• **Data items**
::::

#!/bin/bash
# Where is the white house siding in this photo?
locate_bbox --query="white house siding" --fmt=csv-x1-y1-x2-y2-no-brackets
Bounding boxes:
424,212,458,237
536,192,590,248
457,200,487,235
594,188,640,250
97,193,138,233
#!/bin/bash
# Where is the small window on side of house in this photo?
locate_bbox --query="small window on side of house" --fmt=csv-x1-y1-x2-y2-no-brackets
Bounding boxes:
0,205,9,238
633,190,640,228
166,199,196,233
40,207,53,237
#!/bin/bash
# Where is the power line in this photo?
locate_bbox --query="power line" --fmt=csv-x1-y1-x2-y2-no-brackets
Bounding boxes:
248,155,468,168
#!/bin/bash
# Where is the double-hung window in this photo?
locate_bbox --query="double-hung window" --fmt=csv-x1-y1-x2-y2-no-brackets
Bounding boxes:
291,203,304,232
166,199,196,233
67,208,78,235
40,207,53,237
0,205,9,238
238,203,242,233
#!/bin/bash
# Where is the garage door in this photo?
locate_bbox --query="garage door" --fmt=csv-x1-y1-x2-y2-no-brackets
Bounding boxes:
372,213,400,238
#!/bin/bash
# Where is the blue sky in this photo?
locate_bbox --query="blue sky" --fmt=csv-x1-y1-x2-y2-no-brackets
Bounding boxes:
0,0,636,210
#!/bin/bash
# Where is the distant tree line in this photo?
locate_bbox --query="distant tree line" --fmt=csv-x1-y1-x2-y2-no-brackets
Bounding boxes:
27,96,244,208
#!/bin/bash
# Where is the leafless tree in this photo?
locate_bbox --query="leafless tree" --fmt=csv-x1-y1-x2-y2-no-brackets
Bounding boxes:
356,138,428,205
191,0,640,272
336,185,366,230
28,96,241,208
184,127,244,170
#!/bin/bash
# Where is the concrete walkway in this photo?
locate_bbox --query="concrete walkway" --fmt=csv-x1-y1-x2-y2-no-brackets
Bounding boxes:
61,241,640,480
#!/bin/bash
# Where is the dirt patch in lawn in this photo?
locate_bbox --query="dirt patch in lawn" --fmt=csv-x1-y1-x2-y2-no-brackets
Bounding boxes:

::::

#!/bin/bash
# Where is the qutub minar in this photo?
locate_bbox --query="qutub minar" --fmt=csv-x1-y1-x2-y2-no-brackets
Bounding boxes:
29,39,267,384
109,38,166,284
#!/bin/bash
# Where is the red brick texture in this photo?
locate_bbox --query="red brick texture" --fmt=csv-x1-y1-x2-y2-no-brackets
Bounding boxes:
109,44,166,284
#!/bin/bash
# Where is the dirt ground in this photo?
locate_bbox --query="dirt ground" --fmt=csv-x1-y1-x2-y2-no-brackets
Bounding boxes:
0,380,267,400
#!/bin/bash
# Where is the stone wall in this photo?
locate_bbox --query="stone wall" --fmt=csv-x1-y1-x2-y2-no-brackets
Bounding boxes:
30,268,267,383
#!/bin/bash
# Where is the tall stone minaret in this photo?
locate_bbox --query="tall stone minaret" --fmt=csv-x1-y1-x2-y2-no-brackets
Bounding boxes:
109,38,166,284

::::

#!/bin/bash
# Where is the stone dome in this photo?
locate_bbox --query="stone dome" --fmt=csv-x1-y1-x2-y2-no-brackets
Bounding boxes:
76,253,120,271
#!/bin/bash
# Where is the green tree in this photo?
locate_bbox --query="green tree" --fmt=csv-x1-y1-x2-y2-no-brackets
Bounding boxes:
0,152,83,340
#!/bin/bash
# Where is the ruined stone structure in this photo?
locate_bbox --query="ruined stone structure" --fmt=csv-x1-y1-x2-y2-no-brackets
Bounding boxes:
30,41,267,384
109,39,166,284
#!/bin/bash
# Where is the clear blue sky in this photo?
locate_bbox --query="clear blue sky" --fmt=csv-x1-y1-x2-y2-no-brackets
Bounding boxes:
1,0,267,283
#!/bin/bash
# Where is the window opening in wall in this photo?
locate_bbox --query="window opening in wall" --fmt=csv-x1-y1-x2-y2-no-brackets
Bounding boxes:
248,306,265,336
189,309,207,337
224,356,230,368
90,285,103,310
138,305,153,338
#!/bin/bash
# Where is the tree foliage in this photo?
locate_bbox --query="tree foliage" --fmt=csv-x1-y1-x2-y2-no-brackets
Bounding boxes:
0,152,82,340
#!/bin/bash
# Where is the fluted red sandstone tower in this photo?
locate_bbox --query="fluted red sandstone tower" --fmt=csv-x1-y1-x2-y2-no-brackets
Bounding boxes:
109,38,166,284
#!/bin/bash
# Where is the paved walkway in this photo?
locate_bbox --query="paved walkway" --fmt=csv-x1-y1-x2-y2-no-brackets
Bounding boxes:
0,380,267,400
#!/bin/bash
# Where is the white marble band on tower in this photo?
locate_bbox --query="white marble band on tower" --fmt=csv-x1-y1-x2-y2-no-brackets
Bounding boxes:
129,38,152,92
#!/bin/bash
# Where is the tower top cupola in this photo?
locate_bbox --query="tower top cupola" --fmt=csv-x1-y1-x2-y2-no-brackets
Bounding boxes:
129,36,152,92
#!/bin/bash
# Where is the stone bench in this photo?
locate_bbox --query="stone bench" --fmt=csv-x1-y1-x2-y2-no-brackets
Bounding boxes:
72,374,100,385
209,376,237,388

::::

• **Written request**
Gather every line of the data items above that contains the string "leafless", and list those lines.

• **Task solution**
# Where is the leafless tree in this photo?
locate_bbox --query="leafless tree" --fmt=csv-x1-y1-x2-y2-no-brackets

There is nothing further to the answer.